(MATERIAL PROVIDED begins)

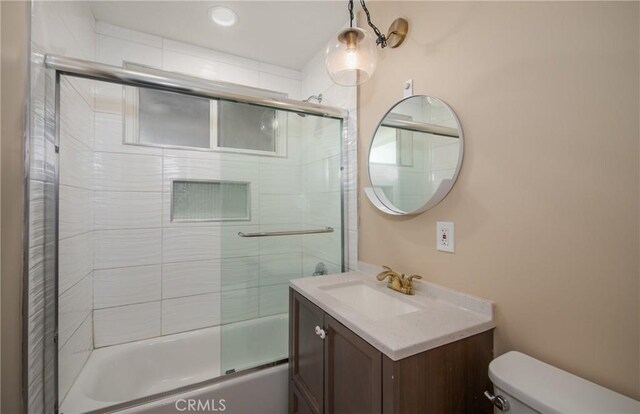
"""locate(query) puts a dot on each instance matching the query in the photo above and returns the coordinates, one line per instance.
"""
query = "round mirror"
(415, 156)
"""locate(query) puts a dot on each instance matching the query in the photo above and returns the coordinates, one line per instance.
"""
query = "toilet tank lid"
(548, 389)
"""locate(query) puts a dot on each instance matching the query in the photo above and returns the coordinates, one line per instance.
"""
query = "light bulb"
(351, 57)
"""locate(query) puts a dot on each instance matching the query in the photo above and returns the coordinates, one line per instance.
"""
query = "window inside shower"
(168, 119)
(160, 238)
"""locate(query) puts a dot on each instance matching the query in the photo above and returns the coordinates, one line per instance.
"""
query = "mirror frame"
(378, 200)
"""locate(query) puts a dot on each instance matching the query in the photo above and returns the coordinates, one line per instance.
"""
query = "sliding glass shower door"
(294, 230)
(182, 219)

(MATERIAL PROVIDED ends)

● WHAT IS EXPECTED:
All of the entries above are to be transcribed word for word, with no pictures included.

● RESULT FOR THIS TASK:
"""locate(query) puts a dot on each instance matching the query in the photo above and returns the coordinates, one line per instance.
"""
query = "round mirror"
(415, 156)
"""locate(query) puts a dot on each instance matching the query in the photo above and returns the coordinates, one line per instance.
"""
query = "toilet tank lid"
(548, 389)
"""locate(query) puts a dot on each instance matching the query in the photo above and returns the coordinates, one line per instance.
"""
query = "light bulb"
(351, 57)
"""locate(query) puts a dot on each instance matching the query in the photo above and returns the coordinates, one line per instance.
"""
query = "window inside shower"
(168, 119)
(160, 238)
"""locate(query) puts a dot on each instance matching the query in the photo above and returns the coordinates, one line per instance.
"""
query = "mirror frame"
(378, 200)
"""locate(query) puts a dot on each instance matching the query in the photo above and returns the coordinates, one line per instance.
"""
query = "sliding glass shower door"
(294, 230)
(182, 219)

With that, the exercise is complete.